Exercise passage START

Addiction manifests when the reward system in our brain is responsive to a specific activity. In the same way that cocaine or nicotine release dopamine as a positive reinforcement upon consumption, the chime that signals a text, email, or some other notification can elicit a similar response in the brain, flooding it with dopamine. This is why you feel excited at the chime. This is why you feel anxious when you can’t respond to the chime. In fact, according to a poll by SecurEnvoy, 70 percent of women admit to having experienced phone separation anxiety, as well as 61 percent of men. The fact that not having your phone out, or God forbid, leaving your phone at home, can cause sentiments of stress is indicative of withdrawal, the most common symptom of addiction. Not to mention, that feeling when you feel your phone vibrates only for you to check your phone and realize that it was a false alarm is a real thing, and has been studied and dubbed by a study published in the May 2013 issue of Psychology Today, as Phantom Cellphone Vibration Symptom. That’s your brain telling you to check your phone, for no reason.
With all the functionality smartphones and tablets allow for, it’s understandable how these devices have become regular habits, or why we feel so attached to them. This is why, according to a study published by Leslie Perlow, PhD of Harvard Business School, 70 percent of adults check their smartphone within an hour of getting up, and why 56 percent check their phone within an hour of sleep; we are slaves to utility, or the perception thereof. These phones aren’t doing anything that a laptop can’t do; they’re simply making it more convenient, and making distraction more accessible.
The prevalence of this technology has allowed the current generation of children to grow up surrounded by screen, to be raised by them (even more so than the television generations of children). Children are being exposed to and becoming familiar with these devices as early as the age of two. The affects of internet and gaming addiction have been studying in young developing minds, and the findings demonstrate deleterious affects in brain growth. According to researchers at the University of Montreal, this “addiction is associated with structural and functional changes in brain regions involving emotional processing, executive attention, decision-making, and cognitive control.” This study and others like it show several harrowing effects: shrinkage or loss of gray matter tissue (where “processing occurs), damage to the insula (develops empathy and compassion), loss of white matter (connects different parts of the brain), a thinner cortical thickness (the outermost part of the brain), and overall impaired cognitive function, such as reduced impulse inhibition, and increased sensitivity to rewards. So if our children develop addictions to these screens and spend eight to 10 hours a day on them, their brains will develop differently, and they’ll go on to have children and those children we be susceptible to screen addiction and they will develop it on their own to the point where whole new alleles are introduced to the human genome and the human race becomes cyborgs.
Perhaps this is hyperbole, and perhaps the benefits of these devices outweigh the negatives, but I can’t help but think of the implications of these developmental errors. Or the lack of societal awareness in the effects of these devices. And the progression of this technology to further convenience as well as the cultural apathy that will likely follow.

Exercise passage END
Source material START

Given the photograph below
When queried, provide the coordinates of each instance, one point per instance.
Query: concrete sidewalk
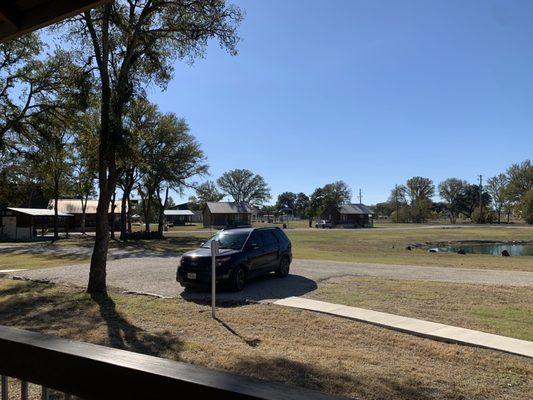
(431, 330)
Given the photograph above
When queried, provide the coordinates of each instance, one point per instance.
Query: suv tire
(238, 279)
(283, 267)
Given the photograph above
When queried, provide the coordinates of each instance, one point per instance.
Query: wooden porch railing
(90, 371)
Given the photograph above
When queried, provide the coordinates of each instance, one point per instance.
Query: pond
(518, 249)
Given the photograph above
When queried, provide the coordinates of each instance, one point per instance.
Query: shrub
(527, 207)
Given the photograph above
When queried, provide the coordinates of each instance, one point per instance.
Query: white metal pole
(214, 253)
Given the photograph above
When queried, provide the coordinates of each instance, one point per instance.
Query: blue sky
(370, 92)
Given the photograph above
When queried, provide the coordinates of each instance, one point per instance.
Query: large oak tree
(129, 45)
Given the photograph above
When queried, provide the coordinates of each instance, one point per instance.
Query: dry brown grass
(284, 345)
(502, 310)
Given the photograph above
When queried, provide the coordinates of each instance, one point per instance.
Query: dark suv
(243, 253)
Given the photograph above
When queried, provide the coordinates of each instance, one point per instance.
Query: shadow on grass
(78, 248)
(337, 382)
(41, 308)
(124, 335)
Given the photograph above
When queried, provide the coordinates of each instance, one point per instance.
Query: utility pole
(397, 205)
(480, 192)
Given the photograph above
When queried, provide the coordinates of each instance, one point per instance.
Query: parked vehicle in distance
(324, 224)
(243, 253)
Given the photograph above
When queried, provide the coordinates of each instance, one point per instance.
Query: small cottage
(227, 214)
(350, 216)
(178, 217)
(27, 223)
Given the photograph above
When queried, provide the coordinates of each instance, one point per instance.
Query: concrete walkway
(431, 330)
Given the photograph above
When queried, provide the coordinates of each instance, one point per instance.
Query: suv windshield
(228, 240)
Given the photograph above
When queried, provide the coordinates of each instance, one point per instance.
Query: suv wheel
(238, 279)
(283, 268)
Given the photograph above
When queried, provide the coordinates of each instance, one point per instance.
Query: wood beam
(44, 13)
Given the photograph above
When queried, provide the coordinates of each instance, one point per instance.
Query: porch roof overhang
(18, 17)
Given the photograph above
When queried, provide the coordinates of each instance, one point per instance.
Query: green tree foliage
(454, 190)
(527, 207)
(243, 185)
(126, 46)
(286, 200)
(383, 209)
(208, 192)
(497, 187)
(173, 156)
(520, 180)
(301, 205)
(330, 195)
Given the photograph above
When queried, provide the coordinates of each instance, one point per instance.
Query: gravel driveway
(156, 275)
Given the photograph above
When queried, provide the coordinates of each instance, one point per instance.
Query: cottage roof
(178, 212)
(229, 207)
(355, 209)
(38, 212)
(73, 206)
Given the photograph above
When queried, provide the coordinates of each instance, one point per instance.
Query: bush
(527, 207)
(402, 216)
(483, 216)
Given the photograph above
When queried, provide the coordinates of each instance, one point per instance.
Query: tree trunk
(113, 215)
(56, 217)
(129, 213)
(106, 157)
(84, 200)
(161, 222)
(147, 216)
(123, 216)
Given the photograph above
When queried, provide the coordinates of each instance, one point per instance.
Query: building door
(9, 225)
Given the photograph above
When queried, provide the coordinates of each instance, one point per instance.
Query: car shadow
(264, 288)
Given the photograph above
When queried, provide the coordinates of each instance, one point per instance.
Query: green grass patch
(501, 310)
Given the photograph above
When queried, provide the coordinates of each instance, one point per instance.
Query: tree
(398, 201)
(25, 85)
(471, 200)
(453, 190)
(207, 192)
(330, 195)
(497, 187)
(140, 121)
(520, 180)
(420, 190)
(85, 161)
(301, 204)
(527, 207)
(286, 200)
(173, 157)
(244, 186)
(50, 147)
(129, 45)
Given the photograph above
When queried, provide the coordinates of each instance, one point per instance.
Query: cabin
(349, 216)
(227, 214)
(196, 216)
(28, 223)
(74, 207)
(178, 217)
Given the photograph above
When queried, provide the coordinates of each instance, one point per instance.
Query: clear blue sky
(370, 92)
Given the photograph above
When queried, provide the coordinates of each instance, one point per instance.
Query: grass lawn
(380, 246)
(387, 246)
(32, 261)
(501, 310)
(280, 344)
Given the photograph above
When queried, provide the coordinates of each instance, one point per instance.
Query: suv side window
(281, 236)
(255, 238)
(268, 238)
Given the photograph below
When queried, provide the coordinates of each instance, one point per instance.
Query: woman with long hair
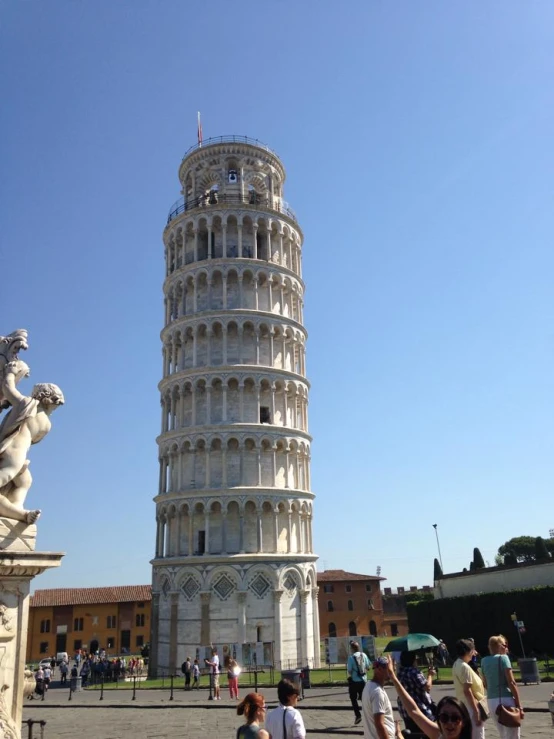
(453, 721)
(500, 684)
(253, 708)
(233, 672)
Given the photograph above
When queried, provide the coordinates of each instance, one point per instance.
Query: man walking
(356, 667)
(214, 673)
(376, 707)
(186, 668)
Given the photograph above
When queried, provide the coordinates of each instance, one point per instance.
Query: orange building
(116, 619)
(349, 604)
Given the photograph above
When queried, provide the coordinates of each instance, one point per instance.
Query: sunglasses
(450, 718)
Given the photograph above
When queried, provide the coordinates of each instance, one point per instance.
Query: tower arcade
(234, 561)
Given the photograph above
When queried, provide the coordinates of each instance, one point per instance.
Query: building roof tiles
(340, 575)
(90, 596)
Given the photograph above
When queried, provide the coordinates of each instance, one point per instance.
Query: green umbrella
(412, 642)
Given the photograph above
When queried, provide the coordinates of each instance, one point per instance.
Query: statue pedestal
(17, 569)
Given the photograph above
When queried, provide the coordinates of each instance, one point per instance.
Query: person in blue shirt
(356, 667)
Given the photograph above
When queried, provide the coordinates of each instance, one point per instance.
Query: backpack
(360, 666)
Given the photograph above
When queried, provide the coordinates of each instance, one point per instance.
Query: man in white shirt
(214, 673)
(285, 721)
(377, 714)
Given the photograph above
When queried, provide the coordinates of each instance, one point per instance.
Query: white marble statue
(26, 423)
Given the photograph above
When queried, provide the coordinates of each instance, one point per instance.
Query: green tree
(541, 550)
(478, 561)
(523, 547)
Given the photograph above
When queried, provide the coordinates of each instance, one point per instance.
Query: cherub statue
(26, 423)
(10, 345)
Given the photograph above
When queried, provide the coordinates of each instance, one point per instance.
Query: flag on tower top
(199, 130)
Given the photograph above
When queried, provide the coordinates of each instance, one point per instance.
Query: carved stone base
(16, 536)
(17, 569)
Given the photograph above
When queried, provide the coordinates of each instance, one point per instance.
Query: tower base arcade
(263, 611)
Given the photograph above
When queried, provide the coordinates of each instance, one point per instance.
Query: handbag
(483, 708)
(507, 715)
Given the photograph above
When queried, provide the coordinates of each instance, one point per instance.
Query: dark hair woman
(253, 707)
(453, 721)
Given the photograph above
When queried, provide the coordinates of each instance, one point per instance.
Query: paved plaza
(326, 711)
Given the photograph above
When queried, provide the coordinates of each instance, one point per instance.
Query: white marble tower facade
(234, 562)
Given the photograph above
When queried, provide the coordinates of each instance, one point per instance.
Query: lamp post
(438, 545)
(519, 628)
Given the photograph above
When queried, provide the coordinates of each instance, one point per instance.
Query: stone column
(315, 617)
(223, 532)
(255, 241)
(208, 404)
(154, 632)
(259, 526)
(205, 636)
(304, 615)
(242, 616)
(289, 532)
(207, 532)
(173, 632)
(241, 532)
(19, 564)
(191, 532)
(276, 525)
(277, 637)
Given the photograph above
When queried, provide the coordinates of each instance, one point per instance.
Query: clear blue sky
(417, 138)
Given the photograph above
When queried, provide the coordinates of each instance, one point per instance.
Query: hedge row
(482, 615)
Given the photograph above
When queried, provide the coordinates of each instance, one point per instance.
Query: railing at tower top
(229, 140)
(216, 198)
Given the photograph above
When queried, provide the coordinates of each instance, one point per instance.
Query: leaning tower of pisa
(234, 565)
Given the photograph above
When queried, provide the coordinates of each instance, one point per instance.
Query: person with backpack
(186, 669)
(356, 667)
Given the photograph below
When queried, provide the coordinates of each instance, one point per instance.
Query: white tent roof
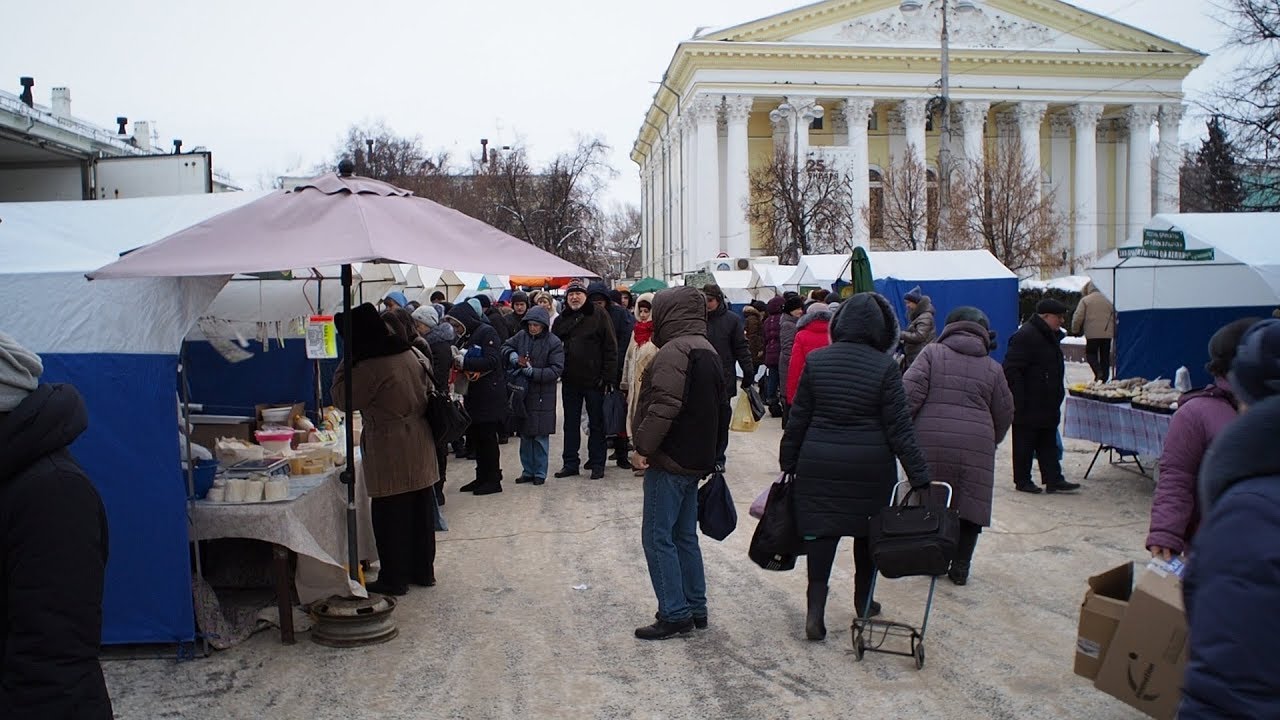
(1244, 272)
(909, 264)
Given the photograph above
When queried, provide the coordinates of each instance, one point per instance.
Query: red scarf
(643, 332)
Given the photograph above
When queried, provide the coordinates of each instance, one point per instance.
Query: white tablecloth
(312, 523)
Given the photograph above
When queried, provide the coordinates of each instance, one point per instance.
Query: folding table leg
(283, 591)
(1101, 447)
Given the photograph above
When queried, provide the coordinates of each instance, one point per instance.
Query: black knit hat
(1051, 306)
(1256, 370)
(1224, 343)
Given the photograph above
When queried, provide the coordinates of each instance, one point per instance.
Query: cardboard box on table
(1133, 642)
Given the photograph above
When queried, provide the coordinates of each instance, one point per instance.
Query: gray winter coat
(961, 408)
(787, 340)
(920, 331)
(545, 355)
(849, 424)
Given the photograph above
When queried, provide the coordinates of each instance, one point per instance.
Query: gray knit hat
(19, 373)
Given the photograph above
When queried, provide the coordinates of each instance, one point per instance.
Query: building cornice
(690, 57)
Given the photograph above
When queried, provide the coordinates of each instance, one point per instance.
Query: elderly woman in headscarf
(389, 384)
(963, 408)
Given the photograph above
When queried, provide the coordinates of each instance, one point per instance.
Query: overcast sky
(270, 85)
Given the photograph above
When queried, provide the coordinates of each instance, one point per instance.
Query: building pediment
(1013, 24)
(984, 28)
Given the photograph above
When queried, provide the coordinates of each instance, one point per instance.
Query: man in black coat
(624, 323)
(590, 368)
(487, 396)
(1036, 373)
(728, 337)
(54, 543)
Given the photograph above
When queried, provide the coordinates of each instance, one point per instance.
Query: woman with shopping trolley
(849, 427)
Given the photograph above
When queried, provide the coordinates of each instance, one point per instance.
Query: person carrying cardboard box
(1233, 586)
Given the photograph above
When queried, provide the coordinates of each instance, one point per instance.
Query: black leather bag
(914, 540)
(776, 542)
(717, 516)
(447, 417)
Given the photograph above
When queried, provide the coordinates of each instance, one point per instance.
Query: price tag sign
(321, 337)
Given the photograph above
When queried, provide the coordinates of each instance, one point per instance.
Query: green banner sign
(1164, 240)
(1203, 255)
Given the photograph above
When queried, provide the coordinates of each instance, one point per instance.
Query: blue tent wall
(131, 454)
(1152, 343)
(997, 297)
(279, 376)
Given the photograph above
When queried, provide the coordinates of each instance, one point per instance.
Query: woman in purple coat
(1201, 415)
(963, 408)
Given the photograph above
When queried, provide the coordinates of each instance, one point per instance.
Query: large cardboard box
(1147, 656)
(1105, 604)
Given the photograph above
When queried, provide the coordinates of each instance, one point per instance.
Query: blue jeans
(574, 399)
(533, 455)
(670, 540)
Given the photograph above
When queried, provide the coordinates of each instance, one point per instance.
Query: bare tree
(903, 213)
(1249, 100)
(801, 212)
(999, 206)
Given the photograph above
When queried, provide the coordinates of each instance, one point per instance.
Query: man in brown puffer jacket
(682, 413)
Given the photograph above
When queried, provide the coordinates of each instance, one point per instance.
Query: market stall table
(1116, 427)
(311, 523)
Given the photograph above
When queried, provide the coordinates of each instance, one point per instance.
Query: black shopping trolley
(908, 540)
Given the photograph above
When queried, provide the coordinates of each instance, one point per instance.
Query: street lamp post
(945, 101)
(796, 114)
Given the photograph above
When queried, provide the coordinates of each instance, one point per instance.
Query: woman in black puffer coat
(848, 428)
(487, 396)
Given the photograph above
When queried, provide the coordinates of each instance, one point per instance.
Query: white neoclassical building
(1096, 105)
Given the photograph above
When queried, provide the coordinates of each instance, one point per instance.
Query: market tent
(736, 285)
(118, 343)
(1166, 310)
(950, 278)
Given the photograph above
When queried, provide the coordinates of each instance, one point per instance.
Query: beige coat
(391, 395)
(1095, 315)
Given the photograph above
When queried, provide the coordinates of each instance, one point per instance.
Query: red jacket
(810, 335)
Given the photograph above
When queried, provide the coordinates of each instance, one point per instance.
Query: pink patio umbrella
(338, 219)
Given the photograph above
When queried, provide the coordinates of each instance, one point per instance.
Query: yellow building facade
(1096, 105)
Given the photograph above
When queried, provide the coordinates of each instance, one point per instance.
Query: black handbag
(717, 516)
(758, 408)
(447, 417)
(776, 542)
(914, 540)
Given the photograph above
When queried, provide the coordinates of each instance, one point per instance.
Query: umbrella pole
(348, 475)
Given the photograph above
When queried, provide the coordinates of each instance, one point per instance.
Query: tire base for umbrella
(353, 621)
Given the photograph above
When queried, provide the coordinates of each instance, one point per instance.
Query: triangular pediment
(1004, 24)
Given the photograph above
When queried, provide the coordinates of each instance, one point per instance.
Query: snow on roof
(908, 265)
(1069, 283)
(85, 235)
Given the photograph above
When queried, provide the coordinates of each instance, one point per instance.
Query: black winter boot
(814, 623)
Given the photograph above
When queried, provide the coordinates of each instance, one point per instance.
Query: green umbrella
(648, 285)
(860, 270)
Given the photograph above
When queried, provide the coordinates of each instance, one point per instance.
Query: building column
(1084, 188)
(914, 115)
(1139, 168)
(856, 113)
(1029, 117)
(705, 113)
(1168, 188)
(1060, 174)
(737, 181)
(973, 119)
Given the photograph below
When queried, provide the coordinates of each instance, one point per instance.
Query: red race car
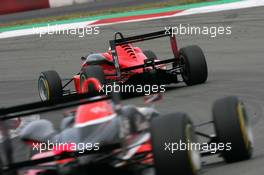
(127, 64)
(102, 135)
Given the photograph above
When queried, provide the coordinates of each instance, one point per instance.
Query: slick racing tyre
(49, 85)
(150, 54)
(232, 127)
(174, 129)
(194, 66)
(93, 71)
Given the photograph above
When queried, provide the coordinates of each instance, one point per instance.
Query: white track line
(199, 10)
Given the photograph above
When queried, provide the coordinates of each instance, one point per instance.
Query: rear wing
(139, 38)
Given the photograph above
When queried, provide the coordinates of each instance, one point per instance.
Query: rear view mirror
(152, 98)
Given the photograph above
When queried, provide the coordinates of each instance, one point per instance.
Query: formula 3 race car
(126, 139)
(127, 64)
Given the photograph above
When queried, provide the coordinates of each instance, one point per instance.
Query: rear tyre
(232, 127)
(150, 54)
(49, 85)
(194, 65)
(174, 128)
(93, 71)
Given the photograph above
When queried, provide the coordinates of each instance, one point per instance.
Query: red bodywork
(128, 55)
(84, 114)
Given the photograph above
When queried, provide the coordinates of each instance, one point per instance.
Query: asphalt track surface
(236, 67)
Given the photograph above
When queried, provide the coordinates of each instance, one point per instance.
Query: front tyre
(175, 129)
(232, 127)
(49, 85)
(93, 71)
(194, 66)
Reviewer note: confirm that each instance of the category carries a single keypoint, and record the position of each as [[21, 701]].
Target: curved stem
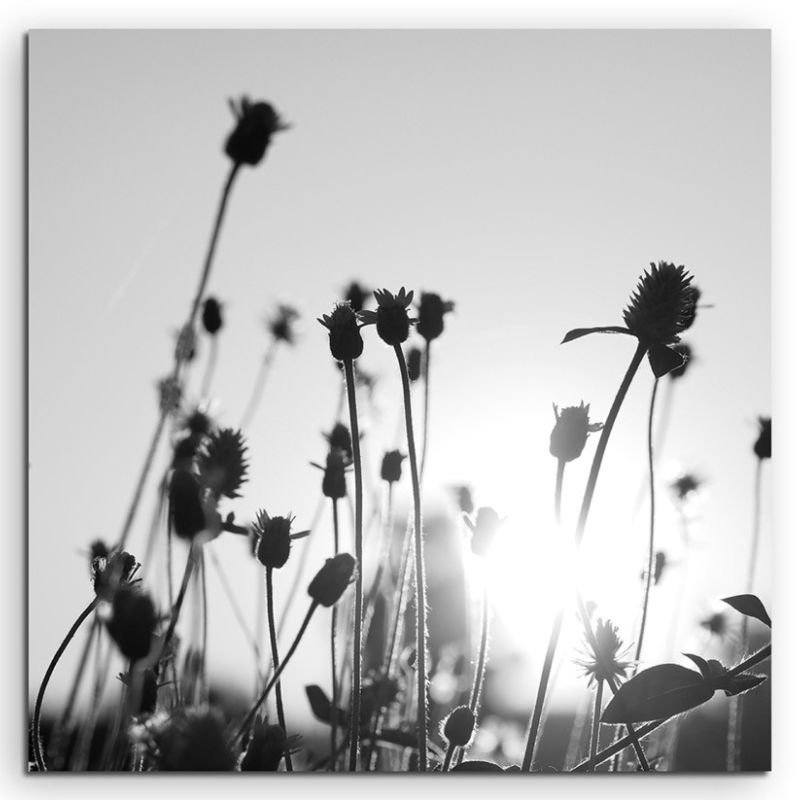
[[735, 716], [552, 645], [258, 387], [355, 698], [598, 707], [651, 544], [422, 611], [273, 643], [276, 676], [37, 709], [425, 407], [334, 623], [638, 355]]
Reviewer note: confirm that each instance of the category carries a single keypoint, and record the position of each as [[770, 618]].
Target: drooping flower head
[[328, 585], [193, 740], [606, 663], [344, 336], [282, 324], [133, 622], [662, 306], [339, 439], [274, 539], [572, 429], [356, 295], [391, 317], [431, 315], [256, 124], [763, 446], [391, 466], [223, 462], [212, 315]]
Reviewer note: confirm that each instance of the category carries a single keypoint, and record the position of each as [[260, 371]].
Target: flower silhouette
[[391, 317], [662, 306]]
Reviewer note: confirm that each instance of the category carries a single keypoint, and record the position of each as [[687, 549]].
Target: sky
[[530, 176]]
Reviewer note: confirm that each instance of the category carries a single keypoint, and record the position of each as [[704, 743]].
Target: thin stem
[[598, 707], [258, 387], [422, 696], [301, 563], [735, 716], [552, 646], [559, 489], [638, 355], [480, 668], [204, 275], [273, 643], [204, 687], [276, 676], [645, 730], [237, 612], [334, 623], [425, 407], [448, 757], [37, 709], [651, 543], [210, 366], [355, 698]]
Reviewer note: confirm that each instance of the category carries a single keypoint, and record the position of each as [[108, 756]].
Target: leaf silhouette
[[656, 693], [749, 605], [577, 333]]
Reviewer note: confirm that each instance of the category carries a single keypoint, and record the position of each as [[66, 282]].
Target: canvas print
[[399, 401]]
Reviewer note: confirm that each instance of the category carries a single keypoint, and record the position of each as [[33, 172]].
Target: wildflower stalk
[[552, 645], [647, 729], [598, 709], [273, 642], [258, 387], [636, 360], [36, 735], [422, 697], [276, 675], [237, 612], [204, 275], [735, 716], [425, 407], [210, 367], [651, 543], [355, 699], [334, 623]]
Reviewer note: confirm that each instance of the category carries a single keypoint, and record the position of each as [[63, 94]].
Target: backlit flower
[[662, 306], [391, 317], [256, 124], [572, 429]]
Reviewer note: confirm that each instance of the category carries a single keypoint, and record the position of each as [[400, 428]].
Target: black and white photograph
[[399, 401]]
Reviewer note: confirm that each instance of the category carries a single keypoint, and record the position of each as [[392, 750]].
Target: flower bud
[[459, 726], [333, 481], [571, 431], [391, 466], [212, 315], [274, 540], [133, 622], [328, 585], [255, 125], [431, 315], [344, 336]]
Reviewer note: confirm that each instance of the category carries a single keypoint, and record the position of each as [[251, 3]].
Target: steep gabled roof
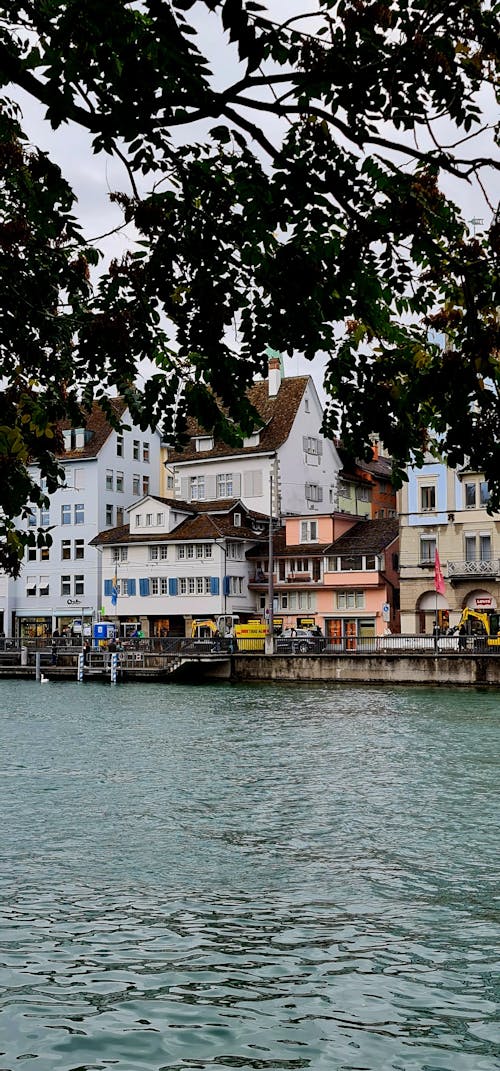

Source material END

▶ **Task requirements**:
Answer these questions from the passage on smartphone addiction:
1. According to the SecurEnvoy poll, what percentage of men admit to phone separation anxiety?
2. What percentage of adults check their phone within an hour of sleep, according to the study by Leslie Perlow?
3. At what age are children becoming familiar with these devices?

▶ **Solution below**:
1. 61 percent
2. 56 percent
3. As early as the age of two